▶ [What you are asked to do]: A line below contains "Query: hanging garment", and a later one contains "x=439, y=149". Repeat both, with every line between them, exactly.

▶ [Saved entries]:
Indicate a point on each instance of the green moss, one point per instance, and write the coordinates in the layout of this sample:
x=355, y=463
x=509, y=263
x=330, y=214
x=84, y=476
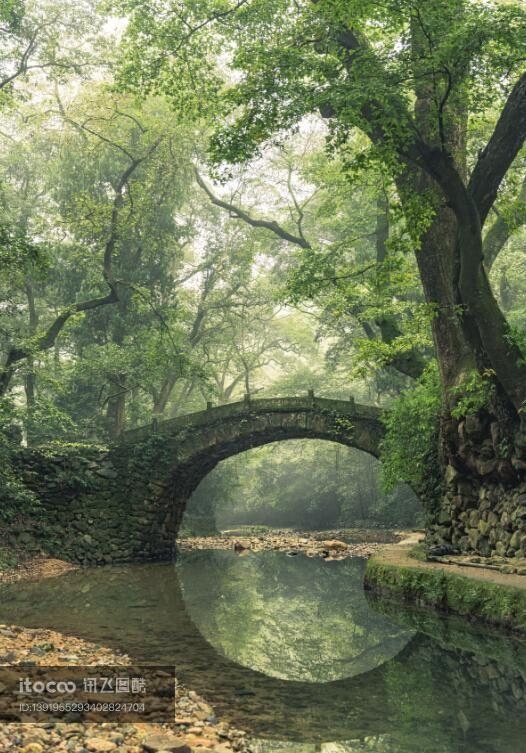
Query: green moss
x=486, y=601
x=418, y=552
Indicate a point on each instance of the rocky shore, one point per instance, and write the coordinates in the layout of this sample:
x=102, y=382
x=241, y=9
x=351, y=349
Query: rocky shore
x=330, y=545
x=195, y=728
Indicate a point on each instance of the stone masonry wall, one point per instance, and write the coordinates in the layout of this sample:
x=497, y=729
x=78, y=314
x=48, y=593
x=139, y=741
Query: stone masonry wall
x=483, y=507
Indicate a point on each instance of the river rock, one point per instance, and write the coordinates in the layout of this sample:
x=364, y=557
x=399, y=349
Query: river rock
x=335, y=544
x=158, y=743
x=100, y=745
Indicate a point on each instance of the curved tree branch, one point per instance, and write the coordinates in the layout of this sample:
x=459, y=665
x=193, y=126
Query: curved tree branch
x=502, y=148
x=236, y=211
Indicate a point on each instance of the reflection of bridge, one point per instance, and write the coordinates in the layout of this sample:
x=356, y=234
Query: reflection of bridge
x=419, y=692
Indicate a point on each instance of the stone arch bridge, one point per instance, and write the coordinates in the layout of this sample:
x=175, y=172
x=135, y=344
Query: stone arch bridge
x=126, y=503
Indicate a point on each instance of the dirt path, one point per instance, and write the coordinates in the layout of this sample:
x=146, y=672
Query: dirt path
x=398, y=554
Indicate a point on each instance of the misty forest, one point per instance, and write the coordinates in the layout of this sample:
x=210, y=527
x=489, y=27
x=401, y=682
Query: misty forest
x=229, y=223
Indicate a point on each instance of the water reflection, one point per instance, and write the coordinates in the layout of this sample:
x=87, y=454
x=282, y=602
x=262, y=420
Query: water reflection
x=453, y=688
x=305, y=620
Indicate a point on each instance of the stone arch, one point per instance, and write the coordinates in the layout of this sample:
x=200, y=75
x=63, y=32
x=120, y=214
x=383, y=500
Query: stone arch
x=193, y=445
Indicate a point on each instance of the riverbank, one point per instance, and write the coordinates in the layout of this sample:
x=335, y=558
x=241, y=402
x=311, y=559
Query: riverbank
x=482, y=593
x=195, y=729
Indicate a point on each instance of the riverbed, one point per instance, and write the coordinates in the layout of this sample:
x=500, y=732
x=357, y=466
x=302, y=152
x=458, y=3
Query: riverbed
x=293, y=651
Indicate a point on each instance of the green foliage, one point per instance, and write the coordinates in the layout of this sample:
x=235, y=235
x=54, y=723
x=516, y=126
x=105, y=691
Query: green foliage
x=299, y=484
x=409, y=449
x=475, y=393
x=15, y=498
x=491, y=602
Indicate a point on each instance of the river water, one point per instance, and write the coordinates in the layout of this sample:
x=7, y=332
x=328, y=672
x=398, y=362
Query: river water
x=293, y=650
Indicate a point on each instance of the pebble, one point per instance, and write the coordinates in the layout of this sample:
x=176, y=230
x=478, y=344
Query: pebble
x=317, y=544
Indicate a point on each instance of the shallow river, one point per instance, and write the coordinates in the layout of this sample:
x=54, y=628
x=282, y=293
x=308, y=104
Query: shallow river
x=294, y=651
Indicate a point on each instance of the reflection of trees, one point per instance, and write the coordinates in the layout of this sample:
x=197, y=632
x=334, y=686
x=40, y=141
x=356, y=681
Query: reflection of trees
x=294, y=618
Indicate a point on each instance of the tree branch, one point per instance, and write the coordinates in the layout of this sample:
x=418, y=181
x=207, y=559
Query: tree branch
x=502, y=148
x=235, y=211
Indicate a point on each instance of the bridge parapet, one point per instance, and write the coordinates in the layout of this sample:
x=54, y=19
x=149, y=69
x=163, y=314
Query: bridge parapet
x=228, y=411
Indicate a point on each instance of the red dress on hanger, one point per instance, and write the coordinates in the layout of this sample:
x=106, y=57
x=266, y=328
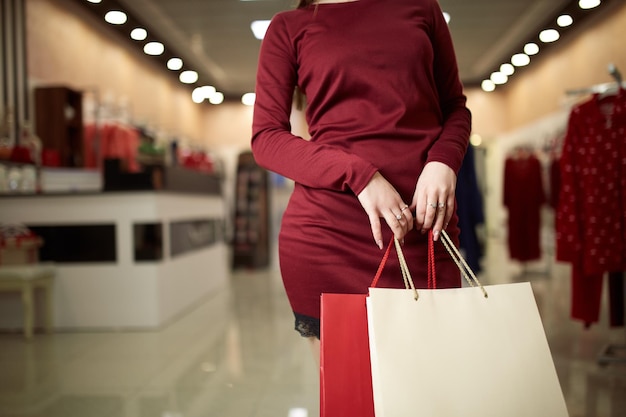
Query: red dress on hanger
x=591, y=212
x=523, y=197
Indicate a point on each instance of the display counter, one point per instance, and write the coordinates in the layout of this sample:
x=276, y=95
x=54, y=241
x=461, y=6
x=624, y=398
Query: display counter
x=123, y=259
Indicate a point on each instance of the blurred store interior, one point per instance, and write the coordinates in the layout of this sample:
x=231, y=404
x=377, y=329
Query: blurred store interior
x=139, y=273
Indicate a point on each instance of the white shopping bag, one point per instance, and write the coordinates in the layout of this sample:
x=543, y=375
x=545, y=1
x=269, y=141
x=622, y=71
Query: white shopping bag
x=457, y=353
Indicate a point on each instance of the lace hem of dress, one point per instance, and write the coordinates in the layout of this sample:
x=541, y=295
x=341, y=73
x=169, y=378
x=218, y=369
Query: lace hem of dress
x=307, y=326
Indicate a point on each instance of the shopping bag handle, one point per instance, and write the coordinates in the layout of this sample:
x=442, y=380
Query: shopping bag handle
x=460, y=262
x=466, y=271
x=406, y=275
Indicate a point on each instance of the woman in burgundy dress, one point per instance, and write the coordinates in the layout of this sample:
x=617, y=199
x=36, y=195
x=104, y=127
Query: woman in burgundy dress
x=389, y=128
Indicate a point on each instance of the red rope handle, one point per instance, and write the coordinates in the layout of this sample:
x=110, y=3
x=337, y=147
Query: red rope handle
x=382, y=264
x=432, y=276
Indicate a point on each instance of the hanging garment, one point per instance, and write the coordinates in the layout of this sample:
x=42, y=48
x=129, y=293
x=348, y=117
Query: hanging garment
x=523, y=197
x=591, y=212
x=469, y=206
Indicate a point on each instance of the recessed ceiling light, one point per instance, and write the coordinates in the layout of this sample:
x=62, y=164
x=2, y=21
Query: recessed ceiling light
x=549, y=35
x=564, y=20
x=498, y=78
x=188, y=77
x=154, y=48
x=259, y=27
x=520, y=60
x=216, y=98
x=588, y=4
x=174, y=64
x=139, y=34
x=115, y=17
x=531, y=48
x=488, y=86
x=200, y=94
x=507, y=69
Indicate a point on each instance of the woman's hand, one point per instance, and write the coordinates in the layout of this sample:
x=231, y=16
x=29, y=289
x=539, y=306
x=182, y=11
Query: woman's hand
x=433, y=201
x=380, y=199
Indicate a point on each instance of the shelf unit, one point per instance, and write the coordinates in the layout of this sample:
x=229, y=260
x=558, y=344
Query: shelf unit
x=251, y=225
x=59, y=122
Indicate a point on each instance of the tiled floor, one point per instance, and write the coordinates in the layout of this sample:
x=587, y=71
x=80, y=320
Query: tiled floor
x=236, y=355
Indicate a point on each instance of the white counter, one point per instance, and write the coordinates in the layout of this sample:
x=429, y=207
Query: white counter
x=124, y=293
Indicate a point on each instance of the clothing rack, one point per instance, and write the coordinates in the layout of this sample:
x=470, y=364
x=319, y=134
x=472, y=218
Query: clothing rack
x=612, y=352
x=603, y=88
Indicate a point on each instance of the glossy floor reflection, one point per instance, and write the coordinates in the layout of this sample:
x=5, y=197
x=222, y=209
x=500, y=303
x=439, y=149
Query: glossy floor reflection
x=236, y=355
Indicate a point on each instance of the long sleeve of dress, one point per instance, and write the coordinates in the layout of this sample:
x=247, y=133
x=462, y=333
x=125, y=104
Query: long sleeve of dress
x=273, y=144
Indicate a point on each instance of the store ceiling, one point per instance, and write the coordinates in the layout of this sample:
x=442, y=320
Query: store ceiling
x=214, y=35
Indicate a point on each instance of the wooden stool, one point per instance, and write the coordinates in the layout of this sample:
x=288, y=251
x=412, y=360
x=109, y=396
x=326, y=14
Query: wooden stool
x=25, y=279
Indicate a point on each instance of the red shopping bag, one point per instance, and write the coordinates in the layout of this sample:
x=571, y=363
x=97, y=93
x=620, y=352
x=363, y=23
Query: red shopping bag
x=345, y=367
x=345, y=370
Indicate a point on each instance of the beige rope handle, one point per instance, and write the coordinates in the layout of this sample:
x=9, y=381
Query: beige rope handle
x=460, y=262
x=406, y=274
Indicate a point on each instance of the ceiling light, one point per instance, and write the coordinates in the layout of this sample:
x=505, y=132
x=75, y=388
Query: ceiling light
x=488, y=85
x=520, y=60
x=549, y=35
x=200, y=94
x=216, y=98
x=476, y=139
x=259, y=27
x=498, y=78
x=531, y=48
x=115, y=17
x=139, y=34
x=248, y=99
x=174, y=64
x=564, y=20
x=154, y=48
x=188, y=77
x=507, y=69
x=588, y=4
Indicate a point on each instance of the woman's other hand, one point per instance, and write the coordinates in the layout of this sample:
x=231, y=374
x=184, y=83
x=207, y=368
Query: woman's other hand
x=434, y=198
x=381, y=200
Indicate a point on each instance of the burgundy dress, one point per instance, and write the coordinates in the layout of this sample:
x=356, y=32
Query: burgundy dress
x=383, y=95
x=591, y=213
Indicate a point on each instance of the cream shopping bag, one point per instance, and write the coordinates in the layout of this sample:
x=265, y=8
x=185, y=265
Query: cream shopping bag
x=458, y=353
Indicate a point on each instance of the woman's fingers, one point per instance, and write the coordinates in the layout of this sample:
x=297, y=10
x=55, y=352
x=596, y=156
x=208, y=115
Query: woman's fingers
x=380, y=200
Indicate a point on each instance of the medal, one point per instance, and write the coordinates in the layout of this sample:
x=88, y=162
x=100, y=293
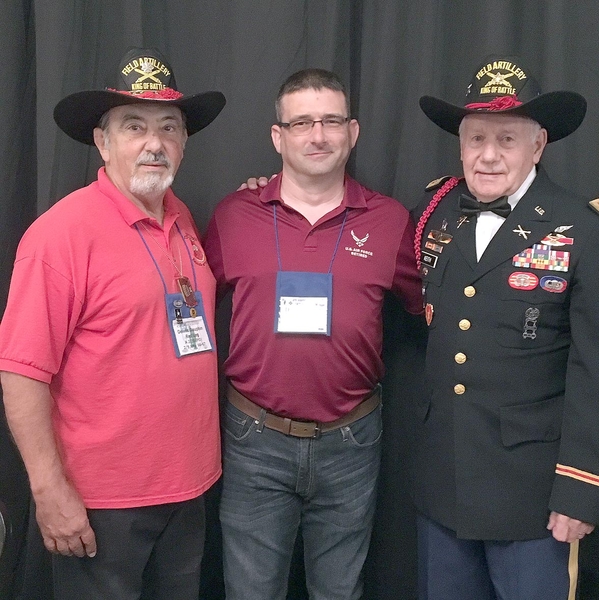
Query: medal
x=428, y=313
x=187, y=291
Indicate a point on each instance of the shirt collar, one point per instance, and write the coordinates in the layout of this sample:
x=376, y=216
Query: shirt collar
x=352, y=198
x=515, y=197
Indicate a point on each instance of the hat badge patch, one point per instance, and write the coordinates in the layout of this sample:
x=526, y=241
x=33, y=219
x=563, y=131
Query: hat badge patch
x=500, y=74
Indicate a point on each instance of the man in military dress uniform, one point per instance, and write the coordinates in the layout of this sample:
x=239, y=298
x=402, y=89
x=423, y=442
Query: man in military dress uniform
x=507, y=459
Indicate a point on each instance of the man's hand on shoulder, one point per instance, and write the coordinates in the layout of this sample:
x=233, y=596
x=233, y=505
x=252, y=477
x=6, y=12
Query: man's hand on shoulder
x=63, y=521
x=566, y=529
x=253, y=183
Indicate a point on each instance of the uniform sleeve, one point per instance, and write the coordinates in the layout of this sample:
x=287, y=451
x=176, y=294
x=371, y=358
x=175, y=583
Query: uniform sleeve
x=407, y=284
x=576, y=488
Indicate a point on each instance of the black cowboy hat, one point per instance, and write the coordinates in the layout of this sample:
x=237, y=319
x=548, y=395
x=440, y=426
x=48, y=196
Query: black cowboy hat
x=144, y=76
x=502, y=85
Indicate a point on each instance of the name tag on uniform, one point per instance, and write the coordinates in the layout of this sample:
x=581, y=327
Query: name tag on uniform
x=187, y=325
x=303, y=302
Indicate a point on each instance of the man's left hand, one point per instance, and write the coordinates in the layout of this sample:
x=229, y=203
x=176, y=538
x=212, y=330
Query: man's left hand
x=566, y=529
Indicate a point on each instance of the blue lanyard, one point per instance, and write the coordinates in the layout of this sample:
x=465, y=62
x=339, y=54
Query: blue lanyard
x=274, y=211
x=143, y=239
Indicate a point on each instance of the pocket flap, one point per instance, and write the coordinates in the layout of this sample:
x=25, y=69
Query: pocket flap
x=536, y=422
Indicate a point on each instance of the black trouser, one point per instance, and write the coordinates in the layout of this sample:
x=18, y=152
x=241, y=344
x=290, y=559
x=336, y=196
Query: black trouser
x=152, y=552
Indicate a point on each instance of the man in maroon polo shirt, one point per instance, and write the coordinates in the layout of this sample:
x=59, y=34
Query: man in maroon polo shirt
x=308, y=258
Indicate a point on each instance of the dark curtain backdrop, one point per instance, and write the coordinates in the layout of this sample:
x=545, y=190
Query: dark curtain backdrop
x=390, y=52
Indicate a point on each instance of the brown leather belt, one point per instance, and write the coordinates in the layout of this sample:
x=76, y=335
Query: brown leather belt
x=302, y=428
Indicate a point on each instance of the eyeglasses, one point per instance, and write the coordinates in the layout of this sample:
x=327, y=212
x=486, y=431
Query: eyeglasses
x=304, y=126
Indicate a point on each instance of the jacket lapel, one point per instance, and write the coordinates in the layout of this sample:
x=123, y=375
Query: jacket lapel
x=463, y=232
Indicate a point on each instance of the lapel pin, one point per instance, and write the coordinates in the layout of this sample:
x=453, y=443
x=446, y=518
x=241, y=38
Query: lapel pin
x=463, y=219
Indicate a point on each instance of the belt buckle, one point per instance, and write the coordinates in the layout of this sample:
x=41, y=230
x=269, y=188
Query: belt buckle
x=305, y=429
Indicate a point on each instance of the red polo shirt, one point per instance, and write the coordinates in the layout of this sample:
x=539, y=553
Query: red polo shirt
x=307, y=376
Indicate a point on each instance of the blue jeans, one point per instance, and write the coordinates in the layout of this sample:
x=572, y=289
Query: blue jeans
x=272, y=483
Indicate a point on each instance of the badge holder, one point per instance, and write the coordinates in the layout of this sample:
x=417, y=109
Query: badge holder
x=303, y=302
x=187, y=325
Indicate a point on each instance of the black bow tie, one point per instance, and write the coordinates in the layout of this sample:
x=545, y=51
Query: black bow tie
x=471, y=207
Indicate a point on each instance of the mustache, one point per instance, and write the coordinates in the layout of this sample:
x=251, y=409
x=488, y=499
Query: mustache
x=158, y=158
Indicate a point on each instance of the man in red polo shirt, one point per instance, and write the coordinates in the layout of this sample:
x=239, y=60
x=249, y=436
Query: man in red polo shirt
x=108, y=370
x=309, y=259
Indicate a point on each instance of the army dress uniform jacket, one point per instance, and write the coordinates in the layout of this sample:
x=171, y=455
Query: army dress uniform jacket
x=509, y=425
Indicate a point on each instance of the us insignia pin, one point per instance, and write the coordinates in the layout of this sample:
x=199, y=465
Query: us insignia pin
x=521, y=232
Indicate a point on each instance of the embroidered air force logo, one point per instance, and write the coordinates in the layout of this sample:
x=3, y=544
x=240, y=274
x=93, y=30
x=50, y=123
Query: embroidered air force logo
x=357, y=250
x=360, y=241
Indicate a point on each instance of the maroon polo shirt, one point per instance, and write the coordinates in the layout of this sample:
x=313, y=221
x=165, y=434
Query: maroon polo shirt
x=310, y=376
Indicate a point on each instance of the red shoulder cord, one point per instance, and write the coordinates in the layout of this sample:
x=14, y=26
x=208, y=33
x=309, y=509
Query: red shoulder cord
x=442, y=191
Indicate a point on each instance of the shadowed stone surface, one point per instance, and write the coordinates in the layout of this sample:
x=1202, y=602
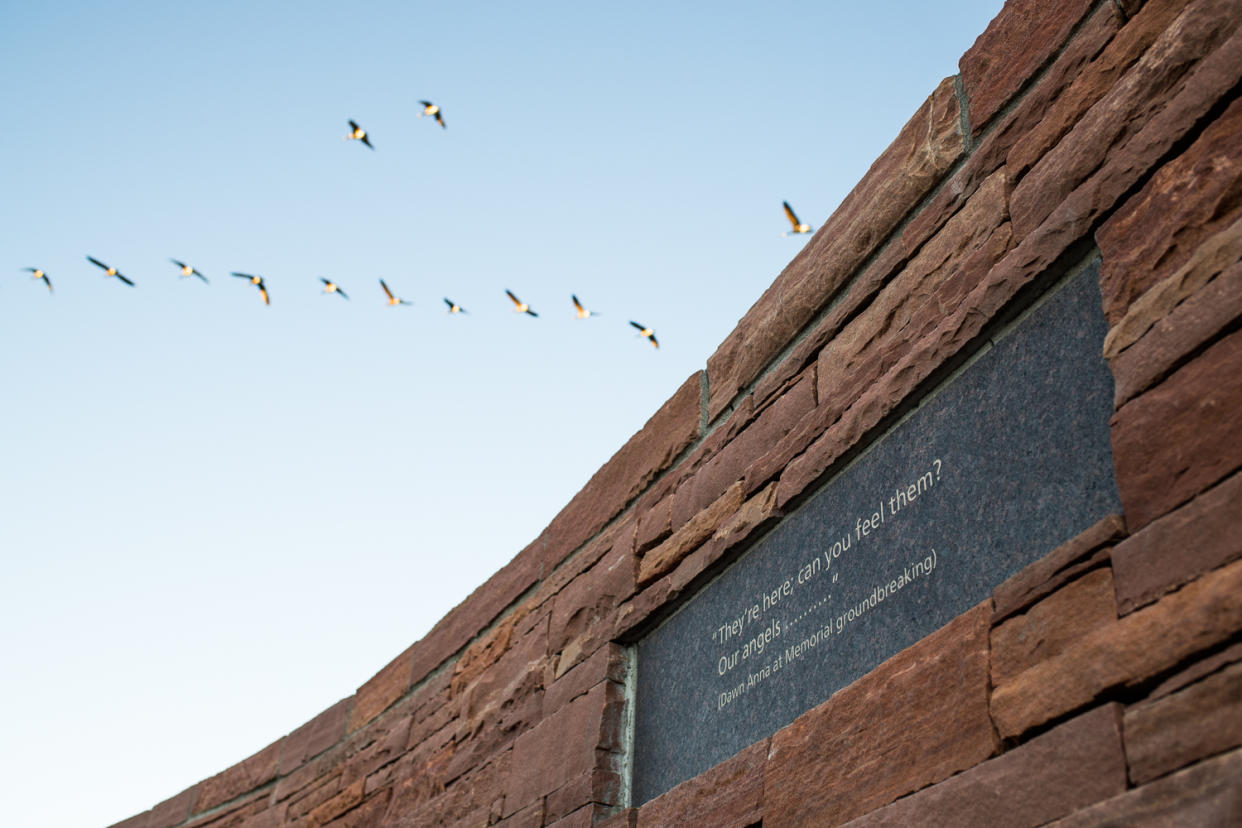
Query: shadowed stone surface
x=1053, y=775
x=1004, y=463
x=1209, y=793
x=1179, y=729
x=912, y=723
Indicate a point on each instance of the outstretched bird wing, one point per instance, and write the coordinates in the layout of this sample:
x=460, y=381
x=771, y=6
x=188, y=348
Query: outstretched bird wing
x=793, y=219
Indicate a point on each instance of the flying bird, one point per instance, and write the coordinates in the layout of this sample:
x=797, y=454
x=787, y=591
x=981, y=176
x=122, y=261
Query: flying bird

▶ [Solution to this exercise]:
Query: hanging garment
x=523, y=197
x=591, y=212
x=469, y=206
Indicate a point on each instance of the recessed ceiling light, one point per instance, and write the coordinates in the layout of this sample:
x=62, y=164
x=2, y=21
Query: recessed ceiling light
x=549, y=35
x=564, y=20
x=498, y=78
x=188, y=77
x=154, y=48
x=259, y=27
x=520, y=60
x=216, y=98
x=588, y=4
x=174, y=64
x=139, y=34
x=115, y=17
x=531, y=48
x=488, y=86
x=200, y=94
x=507, y=69
Indicate a point on each instance of the woman's hand, one point per instance, and write the coordinates in the layout of this sample:
x=231, y=16
x=29, y=289
x=539, y=306
x=182, y=11
Query: woman's hand
x=433, y=201
x=380, y=199
Indicate a point on each instance of the shelf unit, one point per instance, and write the coordinates in the layout of this sample:
x=229, y=260
x=558, y=344
Query: shelf unit
x=251, y=225
x=59, y=122
Indicate a point on each instance of the tiled floor, one point per instance, and write the coordinates in the layout of this sample:
x=587, y=71
x=80, y=320
Query: tiled floor
x=236, y=355
Indicate a point on each instance of the white counter, one point per instance, and write the coordinates in the layout of this sample:
x=429, y=207
Query: white counter
x=124, y=293
Indicate a point on each instance of the clothing rack, one point per instance, and write the coordinates in the layout of this sample:
x=470, y=364
x=319, y=134
x=472, y=218
Query: clothing rack
x=612, y=352
x=603, y=88
Indicate a point on each instance of the glossy floor reflection, one point per instance, and write the coordinates in the layout of this sample:
x=5, y=197
x=222, y=209
x=500, y=303
x=439, y=149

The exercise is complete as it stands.